▶ **DEINE AUFGABE**: Kannst du die Zeilen von der mit „Review the image above and draw boxes around every player's arm“ bis hinunter zu der mit „[717, 54, 890, 259]“ wortgetreu wiedergeben, beide eingeschlossen?

▶ **ZEILENAUSZUG**:
◆ ◆ ◆ ◆

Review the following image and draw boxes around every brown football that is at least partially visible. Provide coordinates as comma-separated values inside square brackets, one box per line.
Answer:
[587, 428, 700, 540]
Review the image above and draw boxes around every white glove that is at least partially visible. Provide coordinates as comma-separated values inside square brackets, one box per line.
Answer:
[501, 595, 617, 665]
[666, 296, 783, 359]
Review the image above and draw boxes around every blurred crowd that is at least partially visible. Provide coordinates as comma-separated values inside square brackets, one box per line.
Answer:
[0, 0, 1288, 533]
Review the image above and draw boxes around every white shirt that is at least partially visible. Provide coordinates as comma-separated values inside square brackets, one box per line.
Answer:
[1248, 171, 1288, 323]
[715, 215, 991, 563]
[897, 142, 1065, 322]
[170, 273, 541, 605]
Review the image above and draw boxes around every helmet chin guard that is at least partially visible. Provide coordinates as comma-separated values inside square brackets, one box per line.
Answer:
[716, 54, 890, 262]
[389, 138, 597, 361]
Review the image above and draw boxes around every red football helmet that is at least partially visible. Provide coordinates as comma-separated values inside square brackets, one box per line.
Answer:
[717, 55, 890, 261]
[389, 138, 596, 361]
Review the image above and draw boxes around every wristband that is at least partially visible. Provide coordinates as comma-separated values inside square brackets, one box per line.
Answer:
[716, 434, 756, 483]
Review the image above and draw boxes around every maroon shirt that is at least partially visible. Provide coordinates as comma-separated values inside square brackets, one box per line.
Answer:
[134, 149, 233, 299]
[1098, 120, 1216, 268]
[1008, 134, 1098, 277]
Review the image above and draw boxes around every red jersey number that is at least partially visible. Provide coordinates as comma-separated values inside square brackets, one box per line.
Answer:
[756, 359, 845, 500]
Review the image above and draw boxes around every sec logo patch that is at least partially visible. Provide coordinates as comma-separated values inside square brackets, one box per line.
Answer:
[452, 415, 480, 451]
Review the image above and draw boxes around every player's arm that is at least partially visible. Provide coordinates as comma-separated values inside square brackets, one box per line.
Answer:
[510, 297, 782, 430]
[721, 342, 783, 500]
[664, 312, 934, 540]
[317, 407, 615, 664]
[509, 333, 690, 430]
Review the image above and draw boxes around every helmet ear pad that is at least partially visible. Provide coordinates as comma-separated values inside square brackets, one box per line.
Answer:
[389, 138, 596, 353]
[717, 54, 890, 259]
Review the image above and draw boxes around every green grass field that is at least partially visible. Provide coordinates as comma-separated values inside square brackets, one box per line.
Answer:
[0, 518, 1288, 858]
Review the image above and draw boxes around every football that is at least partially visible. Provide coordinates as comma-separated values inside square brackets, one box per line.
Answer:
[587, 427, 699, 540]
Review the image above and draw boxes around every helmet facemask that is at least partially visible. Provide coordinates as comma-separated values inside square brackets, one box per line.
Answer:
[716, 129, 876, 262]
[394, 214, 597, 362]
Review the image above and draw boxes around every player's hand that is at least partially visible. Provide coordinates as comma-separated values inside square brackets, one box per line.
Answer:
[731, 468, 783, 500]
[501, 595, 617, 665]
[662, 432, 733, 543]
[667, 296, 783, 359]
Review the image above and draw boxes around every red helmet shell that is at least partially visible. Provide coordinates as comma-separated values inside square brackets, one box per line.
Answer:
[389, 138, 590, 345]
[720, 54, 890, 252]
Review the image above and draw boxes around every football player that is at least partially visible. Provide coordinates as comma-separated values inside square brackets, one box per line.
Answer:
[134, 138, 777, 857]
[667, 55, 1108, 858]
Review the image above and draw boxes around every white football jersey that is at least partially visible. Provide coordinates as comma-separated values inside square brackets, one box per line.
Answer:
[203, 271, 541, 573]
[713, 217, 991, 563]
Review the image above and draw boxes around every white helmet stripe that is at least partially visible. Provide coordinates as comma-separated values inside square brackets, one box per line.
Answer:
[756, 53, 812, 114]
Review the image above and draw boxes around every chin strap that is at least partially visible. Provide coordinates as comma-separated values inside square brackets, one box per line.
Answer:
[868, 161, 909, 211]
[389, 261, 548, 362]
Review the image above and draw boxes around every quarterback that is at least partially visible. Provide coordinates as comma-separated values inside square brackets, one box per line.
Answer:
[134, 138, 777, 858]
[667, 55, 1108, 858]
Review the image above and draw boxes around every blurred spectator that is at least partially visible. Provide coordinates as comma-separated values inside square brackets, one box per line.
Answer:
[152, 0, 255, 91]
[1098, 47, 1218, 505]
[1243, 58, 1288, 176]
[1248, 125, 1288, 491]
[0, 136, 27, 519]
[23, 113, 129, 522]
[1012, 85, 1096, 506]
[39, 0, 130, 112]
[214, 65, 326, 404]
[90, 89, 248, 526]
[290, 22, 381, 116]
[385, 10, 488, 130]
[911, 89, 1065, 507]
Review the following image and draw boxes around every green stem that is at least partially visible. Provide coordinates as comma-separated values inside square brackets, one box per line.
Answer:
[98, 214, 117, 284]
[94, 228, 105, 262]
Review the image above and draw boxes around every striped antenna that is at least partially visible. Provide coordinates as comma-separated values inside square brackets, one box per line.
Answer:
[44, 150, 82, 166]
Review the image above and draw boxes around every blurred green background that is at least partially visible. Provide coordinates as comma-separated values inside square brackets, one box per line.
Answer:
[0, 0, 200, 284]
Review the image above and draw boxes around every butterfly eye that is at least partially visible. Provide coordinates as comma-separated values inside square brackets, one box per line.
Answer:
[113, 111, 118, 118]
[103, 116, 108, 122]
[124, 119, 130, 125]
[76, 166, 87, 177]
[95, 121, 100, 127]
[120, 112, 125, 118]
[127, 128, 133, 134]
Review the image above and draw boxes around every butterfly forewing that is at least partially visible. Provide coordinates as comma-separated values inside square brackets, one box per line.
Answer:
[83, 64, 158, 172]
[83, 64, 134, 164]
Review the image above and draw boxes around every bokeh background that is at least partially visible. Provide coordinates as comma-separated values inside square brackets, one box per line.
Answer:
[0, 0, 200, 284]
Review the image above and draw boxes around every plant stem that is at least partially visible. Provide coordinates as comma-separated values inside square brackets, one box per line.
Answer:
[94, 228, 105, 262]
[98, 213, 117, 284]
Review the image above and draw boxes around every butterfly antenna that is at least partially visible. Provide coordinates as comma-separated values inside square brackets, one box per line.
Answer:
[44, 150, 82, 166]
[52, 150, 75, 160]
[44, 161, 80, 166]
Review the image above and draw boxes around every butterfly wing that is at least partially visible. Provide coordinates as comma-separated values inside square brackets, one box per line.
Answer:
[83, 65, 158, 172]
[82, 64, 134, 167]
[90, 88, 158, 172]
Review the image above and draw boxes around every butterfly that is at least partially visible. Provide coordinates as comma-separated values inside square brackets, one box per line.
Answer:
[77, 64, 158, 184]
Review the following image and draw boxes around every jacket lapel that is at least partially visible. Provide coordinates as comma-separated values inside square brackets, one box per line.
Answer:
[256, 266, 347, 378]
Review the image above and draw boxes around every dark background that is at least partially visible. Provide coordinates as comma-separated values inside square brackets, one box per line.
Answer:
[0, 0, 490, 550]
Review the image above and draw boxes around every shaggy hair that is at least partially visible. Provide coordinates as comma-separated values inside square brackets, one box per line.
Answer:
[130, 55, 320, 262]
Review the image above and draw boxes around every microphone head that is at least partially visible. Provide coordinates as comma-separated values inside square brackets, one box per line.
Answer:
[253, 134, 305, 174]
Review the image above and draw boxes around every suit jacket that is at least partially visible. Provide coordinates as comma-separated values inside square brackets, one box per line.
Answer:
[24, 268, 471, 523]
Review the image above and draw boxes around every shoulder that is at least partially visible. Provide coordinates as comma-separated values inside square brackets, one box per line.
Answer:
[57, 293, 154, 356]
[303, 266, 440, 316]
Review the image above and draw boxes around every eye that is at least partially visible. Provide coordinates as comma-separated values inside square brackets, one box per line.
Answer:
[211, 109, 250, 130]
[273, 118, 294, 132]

◆ ◆ ◆ ◆

▶ **VOLLSTÄNDIGE AUSGABE**:
Review the image above and draw boxes around every player's arm that is at least partially visible. Provide coordinates as comma-separated values inside square brackets, one box per line.
Answer:
[510, 297, 782, 430]
[721, 342, 783, 500]
[664, 312, 934, 540]
[317, 407, 615, 664]
[509, 333, 690, 430]
Review the image above and draw boxes around every helmet ear pad that is at least partially visible. Provide coordinates as comma-separated values inside square brackets, one box per line.
Answer:
[389, 138, 596, 353]
[717, 54, 890, 259]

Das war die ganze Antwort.